She is among seven Florida clergy members — two Christians, three Jews, one Unitarian Universalist and a Buddhist — who argue in separate lawsuits filed Monday that their ability to live and practice their religious faith is being violated by the state’s new, post-Roe abortion law. […]

Boorstein is one of the more astute secular reporters on religious issues (maybe I should say one of the few astute reporters on the subject), so I sat up and took notice. I don’t buy into political labels and wouldn’t call myself either “pro-choice” or “pro-life.” I choose to believe in free will, and I’m unabashedly in favor of life. (Especially when I consider the alternative.) Which means I consider the labels a false dichotomy.

What had me shouting “Amen, sister!” came a little later in the story:

“I think the religious right has had the resources and the voices politically and socially to be so loud, and frankly, they don’t represent the Christian faith,” Hafner told The Washington Post. “Those of us on the other side, with maybe a more inclusive voice, need to be strong and more faithful and say: ‘There is another very important voice.’

And this, in an interview with a religion professor at the end of the story:

John Inazu, a professor of law and religion at Washington University in St. Louis, said that even if the courts rule in favor of government interest over religious liberty in these cases, it’s important that judges and Americans see and accept that people who hold views unlike theirs do so sincerely.

When it comes to religious liberty and abortion, Inazu said, “can a pro-life person see the possibility of the pro-choice view?”

Dataset extract:

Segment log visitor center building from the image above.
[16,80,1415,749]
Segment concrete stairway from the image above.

Tasks:
#1 Write out the part of the Florida clergy passage that begins at the words "Boorstein is one" and ends after the words "a false dichotomy.".
#2 According to the Florida clergy passage, why does the writer consider the labels "pro-choice" and "pro-life" a false dichotomy? Answer in one to three sentences.
#3 Give the next part of the Florida clergy passage, picking up after its final sentence.
The data has no connection to the Florida clergy passage.

Per-task outputs:
#1
Boorstein is one of the more astute secular reporters on religious issues (maybe I should say one of the few astute reporters on the subject), so I sat up and took notice. I don’t buy into political labels and wouldn’t call myself either “pro-choice” or “pro-life.” I choose to believe in free will, and I’m unabashedly in favor of life. (Especially when I consider the alternative.) Which means I consider the labels a false dichotomy.

#2 The writer chooses to believe in free will and is also unabashedly in favor of life. Holding both views means neither label fits, so the writer sees the two as a false dichotomy.

#3
The fact is: We live in a pluralistic society with a constitution that guarantees freedom of religion. Wikipedia estimates “there are roughly 4,200 religions, churches, denominations, religious bodies, faith groups, tribes, cultures, movements, [and/or] ultimate concerns” in America. (A nice little nod to the theologian Paul Tillich there, by the way. Yay for Wikipedia!) Many of them hold nuanced beliefs regarding the multiplicity of laws and doctrines bearing on the debate over anti-abortion laws since the US Supreme Court struck down Roe v. Wade, and most of them have yet to be heard from.

So, like professor Inazu said down in St. Louis, it’s good to more of see them speaking up. Otherwise, we’re at risk of having small groups of political and religious activists dictate to the rest of us.

The problem isn’t limited to abortion, either. In the past year alone, we have seen Supreme Court decisions striking down public health measures on religious grounds, requiring states to fund religious indoctrination in certain circumstances, and permitting a high school football coach to lead prayers on the 50-yard line after football games. These decisions have tended to privilege culturally conservative Christians, leading some observers to question the court’s commitment to religious pluralism.

In an earlier article (July 17), headlined “Under right-leaning Supreme Court, the church-state wall is crumbling” and linked to Monday night’s story, Boorstein framed the underlying question like this:

At a time when America is becoming more religiously diverse, unaffiliated and secular, major rulings have rewritten decades of precedent and given victory after victory to religious petitioners seeking more voice, money and access in the public square. Many have been conservative Christians who argued they had been unconstitutionally shut out.

With the door opened much wider, the question many experts are asking now is: Has the court ushered in a period of more pluralism for people of all religious faiths and none, or instead codified government power and privilege for those in the majority?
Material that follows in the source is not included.